**Input data**

************

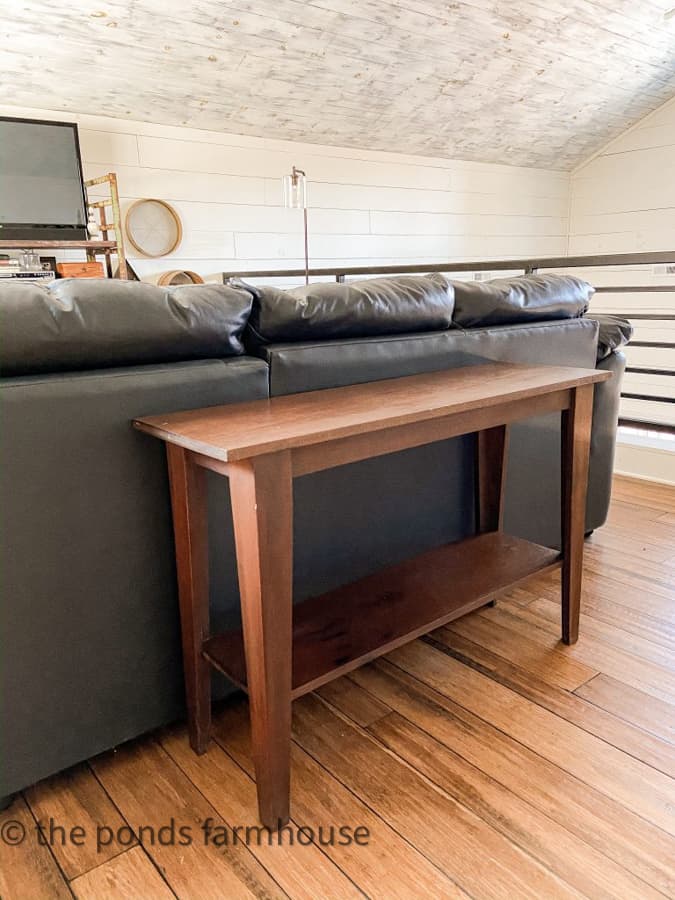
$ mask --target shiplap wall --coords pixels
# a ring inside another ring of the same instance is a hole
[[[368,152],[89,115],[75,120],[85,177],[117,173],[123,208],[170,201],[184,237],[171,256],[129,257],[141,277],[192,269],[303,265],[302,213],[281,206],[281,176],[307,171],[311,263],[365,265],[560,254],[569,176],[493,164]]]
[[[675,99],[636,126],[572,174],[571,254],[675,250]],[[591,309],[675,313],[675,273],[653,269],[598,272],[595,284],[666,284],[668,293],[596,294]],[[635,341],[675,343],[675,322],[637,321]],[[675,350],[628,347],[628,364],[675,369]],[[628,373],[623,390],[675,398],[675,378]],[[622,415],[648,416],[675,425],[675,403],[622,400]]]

************

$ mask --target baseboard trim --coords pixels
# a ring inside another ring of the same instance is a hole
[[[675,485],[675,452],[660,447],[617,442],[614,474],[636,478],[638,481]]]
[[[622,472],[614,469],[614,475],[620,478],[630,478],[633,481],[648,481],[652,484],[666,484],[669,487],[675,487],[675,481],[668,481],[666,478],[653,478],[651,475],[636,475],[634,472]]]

************

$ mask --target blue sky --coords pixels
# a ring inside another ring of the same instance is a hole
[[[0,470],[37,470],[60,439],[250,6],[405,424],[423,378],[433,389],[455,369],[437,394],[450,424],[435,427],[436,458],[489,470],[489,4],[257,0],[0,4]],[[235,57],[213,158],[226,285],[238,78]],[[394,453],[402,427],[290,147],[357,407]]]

************

**What the task asks**
Copy every line in the records above that contains the word "coords".

**Output for this exercise**
$ mask --target shiplap wall --coords pixels
$ mask --target baseboard trim --coords pixels
$ mask --target blue sky --coords pixels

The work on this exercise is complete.